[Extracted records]
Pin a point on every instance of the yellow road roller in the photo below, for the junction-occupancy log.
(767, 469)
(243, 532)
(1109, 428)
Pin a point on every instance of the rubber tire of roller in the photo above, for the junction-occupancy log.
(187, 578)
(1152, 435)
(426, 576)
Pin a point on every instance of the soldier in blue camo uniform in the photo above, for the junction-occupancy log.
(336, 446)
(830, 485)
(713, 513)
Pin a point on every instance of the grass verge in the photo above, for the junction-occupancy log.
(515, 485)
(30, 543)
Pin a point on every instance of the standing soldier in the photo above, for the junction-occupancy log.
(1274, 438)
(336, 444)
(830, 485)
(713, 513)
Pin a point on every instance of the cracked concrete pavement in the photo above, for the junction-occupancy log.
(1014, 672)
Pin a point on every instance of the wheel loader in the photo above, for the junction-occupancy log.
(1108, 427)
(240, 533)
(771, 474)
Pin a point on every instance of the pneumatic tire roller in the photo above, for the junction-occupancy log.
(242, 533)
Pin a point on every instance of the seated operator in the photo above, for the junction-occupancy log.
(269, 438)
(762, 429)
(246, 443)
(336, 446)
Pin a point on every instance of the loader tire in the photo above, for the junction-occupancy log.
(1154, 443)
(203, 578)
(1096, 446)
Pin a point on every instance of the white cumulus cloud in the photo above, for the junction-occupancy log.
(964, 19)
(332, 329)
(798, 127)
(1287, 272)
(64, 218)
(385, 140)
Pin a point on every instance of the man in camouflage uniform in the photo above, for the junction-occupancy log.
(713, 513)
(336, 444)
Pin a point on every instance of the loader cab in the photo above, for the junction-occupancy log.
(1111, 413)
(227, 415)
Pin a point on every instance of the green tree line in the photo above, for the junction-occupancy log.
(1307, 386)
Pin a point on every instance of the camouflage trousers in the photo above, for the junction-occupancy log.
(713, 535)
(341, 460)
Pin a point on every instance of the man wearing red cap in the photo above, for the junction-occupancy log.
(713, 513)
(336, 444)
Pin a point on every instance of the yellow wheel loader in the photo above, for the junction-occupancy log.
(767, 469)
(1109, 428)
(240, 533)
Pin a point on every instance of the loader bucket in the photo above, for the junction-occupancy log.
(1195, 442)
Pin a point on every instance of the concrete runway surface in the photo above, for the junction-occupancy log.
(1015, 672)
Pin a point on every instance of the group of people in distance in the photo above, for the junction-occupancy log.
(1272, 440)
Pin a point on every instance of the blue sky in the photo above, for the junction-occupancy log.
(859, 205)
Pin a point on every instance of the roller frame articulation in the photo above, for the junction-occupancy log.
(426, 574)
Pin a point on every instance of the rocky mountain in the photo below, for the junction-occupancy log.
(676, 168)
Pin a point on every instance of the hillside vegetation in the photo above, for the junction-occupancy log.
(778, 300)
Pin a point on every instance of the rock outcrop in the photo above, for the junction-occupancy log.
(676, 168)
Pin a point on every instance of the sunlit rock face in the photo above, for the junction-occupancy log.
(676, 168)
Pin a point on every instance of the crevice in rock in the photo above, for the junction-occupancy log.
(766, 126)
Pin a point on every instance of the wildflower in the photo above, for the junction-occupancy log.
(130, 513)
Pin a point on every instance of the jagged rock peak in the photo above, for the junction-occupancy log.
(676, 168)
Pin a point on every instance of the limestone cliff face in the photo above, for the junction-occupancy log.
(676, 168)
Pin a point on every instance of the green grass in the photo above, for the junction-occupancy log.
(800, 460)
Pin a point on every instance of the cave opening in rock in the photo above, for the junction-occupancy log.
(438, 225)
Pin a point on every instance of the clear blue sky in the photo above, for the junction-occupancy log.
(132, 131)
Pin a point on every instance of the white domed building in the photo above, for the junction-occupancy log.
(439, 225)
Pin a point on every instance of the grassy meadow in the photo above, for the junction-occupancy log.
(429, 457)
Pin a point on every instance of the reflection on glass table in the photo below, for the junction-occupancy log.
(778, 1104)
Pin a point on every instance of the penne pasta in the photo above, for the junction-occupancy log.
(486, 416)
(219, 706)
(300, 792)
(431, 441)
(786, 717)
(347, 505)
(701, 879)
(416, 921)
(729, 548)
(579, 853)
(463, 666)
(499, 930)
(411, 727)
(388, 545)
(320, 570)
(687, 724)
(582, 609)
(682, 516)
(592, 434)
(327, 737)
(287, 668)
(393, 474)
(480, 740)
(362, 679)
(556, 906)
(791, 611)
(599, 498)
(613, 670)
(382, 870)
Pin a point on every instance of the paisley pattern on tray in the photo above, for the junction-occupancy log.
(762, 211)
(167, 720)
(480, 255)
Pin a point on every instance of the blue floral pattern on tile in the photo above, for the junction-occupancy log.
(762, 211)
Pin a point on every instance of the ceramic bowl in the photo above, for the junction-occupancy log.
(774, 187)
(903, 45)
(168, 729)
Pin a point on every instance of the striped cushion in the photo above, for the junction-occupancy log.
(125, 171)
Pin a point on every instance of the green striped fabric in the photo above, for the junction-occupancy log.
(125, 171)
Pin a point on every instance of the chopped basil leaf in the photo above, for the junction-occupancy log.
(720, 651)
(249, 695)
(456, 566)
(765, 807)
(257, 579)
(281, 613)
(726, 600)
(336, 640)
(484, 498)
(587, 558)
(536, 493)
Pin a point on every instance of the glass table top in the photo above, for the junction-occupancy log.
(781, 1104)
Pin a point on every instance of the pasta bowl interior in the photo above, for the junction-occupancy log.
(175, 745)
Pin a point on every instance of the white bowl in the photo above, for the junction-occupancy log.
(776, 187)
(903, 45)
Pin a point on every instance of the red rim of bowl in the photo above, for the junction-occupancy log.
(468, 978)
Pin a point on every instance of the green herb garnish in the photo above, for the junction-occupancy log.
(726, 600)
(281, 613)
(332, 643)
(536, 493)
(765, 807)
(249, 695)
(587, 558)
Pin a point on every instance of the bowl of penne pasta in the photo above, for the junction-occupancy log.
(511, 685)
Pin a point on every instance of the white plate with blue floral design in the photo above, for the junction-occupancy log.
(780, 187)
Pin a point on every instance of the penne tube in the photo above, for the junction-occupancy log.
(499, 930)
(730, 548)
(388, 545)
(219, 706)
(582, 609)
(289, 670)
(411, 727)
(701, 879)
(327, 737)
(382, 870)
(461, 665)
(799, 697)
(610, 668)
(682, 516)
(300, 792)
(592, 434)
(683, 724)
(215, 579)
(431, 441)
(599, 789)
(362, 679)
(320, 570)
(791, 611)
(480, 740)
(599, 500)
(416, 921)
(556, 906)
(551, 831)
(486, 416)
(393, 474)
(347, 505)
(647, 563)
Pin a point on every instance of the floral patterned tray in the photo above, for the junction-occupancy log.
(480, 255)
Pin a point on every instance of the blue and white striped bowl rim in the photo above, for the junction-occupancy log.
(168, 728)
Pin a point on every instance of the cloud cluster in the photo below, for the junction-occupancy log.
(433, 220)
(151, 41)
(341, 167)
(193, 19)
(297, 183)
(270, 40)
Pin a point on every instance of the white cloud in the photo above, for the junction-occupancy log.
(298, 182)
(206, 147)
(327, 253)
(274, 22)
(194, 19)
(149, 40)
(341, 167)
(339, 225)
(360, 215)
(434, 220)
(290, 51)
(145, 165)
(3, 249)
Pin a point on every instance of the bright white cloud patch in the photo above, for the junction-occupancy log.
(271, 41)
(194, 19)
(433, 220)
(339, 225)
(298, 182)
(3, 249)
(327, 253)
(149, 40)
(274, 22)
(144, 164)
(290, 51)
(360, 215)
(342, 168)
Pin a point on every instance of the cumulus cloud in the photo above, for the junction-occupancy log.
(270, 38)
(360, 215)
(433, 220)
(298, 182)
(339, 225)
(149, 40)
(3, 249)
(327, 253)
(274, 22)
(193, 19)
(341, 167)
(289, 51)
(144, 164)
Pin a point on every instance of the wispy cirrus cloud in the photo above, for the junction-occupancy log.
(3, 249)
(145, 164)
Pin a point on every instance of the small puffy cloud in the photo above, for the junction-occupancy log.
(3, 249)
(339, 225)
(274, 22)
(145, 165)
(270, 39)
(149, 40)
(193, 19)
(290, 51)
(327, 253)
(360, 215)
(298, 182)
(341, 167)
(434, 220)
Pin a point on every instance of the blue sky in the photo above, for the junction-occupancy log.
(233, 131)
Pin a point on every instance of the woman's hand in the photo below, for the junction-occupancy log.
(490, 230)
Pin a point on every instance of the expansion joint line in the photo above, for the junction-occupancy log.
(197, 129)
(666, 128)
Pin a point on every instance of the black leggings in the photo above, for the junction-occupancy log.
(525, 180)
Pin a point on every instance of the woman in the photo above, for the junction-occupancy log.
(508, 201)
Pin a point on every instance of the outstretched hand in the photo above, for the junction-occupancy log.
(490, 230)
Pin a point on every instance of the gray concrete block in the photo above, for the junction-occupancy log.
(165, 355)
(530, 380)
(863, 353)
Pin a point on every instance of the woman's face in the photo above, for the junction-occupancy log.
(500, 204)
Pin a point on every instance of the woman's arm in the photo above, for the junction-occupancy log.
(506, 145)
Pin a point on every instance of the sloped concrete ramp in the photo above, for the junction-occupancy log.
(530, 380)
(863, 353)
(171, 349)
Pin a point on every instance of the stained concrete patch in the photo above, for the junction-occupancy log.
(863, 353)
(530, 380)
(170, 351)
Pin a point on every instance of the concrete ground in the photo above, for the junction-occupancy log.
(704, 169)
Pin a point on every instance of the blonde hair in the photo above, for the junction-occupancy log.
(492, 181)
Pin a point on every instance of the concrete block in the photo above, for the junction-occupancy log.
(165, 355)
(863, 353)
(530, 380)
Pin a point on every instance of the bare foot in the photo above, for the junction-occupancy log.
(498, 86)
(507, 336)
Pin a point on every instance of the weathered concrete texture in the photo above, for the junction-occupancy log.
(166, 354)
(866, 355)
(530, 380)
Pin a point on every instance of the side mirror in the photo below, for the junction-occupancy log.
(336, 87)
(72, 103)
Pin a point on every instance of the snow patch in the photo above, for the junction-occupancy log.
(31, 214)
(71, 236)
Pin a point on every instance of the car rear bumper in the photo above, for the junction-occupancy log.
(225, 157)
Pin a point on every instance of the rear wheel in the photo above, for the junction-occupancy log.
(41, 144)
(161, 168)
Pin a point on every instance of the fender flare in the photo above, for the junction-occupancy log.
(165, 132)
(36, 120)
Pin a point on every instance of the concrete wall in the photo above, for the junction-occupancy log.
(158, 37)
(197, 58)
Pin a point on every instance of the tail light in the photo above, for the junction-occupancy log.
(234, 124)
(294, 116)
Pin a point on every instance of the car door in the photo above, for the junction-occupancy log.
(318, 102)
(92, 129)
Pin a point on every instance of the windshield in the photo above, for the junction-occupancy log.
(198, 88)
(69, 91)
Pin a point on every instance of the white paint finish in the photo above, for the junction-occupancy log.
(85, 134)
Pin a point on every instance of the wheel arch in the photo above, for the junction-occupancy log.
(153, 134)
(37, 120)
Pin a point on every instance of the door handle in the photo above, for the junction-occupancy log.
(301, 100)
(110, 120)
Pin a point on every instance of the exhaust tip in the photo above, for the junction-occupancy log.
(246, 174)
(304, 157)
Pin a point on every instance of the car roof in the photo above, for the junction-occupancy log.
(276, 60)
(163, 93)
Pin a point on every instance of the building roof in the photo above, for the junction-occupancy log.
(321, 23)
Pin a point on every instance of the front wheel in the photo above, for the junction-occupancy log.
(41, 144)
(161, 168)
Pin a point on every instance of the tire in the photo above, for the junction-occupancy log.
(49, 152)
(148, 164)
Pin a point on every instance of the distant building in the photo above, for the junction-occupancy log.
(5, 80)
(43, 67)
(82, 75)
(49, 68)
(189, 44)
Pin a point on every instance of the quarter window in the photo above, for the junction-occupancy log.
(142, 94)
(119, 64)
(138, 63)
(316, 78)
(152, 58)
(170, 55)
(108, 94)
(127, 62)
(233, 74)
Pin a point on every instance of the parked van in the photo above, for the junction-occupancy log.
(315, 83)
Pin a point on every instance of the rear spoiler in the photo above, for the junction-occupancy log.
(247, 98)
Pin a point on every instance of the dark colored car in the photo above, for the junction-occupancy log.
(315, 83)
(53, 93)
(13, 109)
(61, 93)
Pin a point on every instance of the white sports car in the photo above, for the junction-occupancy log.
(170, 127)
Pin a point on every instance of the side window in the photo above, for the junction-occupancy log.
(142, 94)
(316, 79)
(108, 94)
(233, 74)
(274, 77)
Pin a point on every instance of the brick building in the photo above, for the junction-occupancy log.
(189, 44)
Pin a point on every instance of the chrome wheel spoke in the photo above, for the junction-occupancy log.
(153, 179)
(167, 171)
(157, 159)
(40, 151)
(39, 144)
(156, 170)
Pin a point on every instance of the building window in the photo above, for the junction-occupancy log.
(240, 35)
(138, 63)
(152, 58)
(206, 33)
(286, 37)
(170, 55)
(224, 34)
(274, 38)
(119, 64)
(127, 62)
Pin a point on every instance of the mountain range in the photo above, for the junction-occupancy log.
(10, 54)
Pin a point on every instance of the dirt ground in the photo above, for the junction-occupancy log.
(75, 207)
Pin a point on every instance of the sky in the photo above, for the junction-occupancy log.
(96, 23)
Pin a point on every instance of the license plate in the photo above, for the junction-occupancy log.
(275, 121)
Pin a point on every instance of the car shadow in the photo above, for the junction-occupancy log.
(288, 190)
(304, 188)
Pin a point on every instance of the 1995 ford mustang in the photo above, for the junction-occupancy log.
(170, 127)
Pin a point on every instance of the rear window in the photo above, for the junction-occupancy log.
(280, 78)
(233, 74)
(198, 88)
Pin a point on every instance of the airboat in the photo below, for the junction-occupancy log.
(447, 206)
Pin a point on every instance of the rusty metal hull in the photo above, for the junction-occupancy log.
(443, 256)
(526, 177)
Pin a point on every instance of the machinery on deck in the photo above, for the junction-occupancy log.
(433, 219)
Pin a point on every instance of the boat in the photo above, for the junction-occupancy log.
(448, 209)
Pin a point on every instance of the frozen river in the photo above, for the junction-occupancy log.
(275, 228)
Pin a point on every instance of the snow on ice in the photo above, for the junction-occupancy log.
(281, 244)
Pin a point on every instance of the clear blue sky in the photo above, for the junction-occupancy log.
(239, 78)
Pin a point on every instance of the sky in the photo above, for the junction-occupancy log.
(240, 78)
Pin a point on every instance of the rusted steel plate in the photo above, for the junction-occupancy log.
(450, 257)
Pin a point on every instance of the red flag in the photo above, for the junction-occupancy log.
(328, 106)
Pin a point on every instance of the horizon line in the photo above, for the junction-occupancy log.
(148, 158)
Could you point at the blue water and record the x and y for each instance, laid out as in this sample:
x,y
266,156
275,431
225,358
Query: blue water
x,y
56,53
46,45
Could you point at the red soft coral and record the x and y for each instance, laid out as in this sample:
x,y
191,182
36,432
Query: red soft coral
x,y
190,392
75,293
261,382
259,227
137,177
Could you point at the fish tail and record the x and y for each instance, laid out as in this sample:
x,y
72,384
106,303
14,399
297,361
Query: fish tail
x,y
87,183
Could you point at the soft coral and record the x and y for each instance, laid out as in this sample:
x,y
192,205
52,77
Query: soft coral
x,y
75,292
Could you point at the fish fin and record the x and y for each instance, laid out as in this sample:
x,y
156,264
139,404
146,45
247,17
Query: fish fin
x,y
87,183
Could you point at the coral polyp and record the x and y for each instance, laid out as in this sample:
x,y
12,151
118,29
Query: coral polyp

**THE PROBLEM:**
With the line that contains "Pin a point on every instance of the red flag" as the first and the final line of the data as the last, repeat every line in that span exactly.

**SOLUTION TO THE EXERCISE:**
Pin a point on every instance of the red flag in the photo above, for the junction-occupancy log.
(328, 106)
Pin a point on every instance of the horizon line in the photo above, for the junction-occupancy log.
(148, 158)
Could you point at the blue water and record the x and y for each instance, laid out as in this sample:
x,y
266,156
275,431
225,358
Query: blue water
x,y
56,53
46,45
Could you point at the red soft coral and record the x and y for each instance, laid out as in this sample:
x,y
191,182
36,432
Query: red soft coral
x,y
190,392
75,293
261,382
259,227
137,177
Could you point at the fish tail and record the x and y for each instance, laid out as in this sample:
x,y
72,384
106,303
14,399
297,361
Query: fish tail
x,y
87,183
Could you point at the soft coral and record the x and y for each instance, laid out as in this sample:
x,y
192,205
52,77
Query: soft coral
x,y
75,292
Could you point at the fish fin and record the x and y for each instance, laid out as in this sample:
x,y
156,264
139,404
146,45
247,17
Query: fish fin
x,y
87,183
Could you point at the coral polyp and record the x and y for each instance, laid out as in this sample:
x,y
12,151
118,29
Query: coral polyp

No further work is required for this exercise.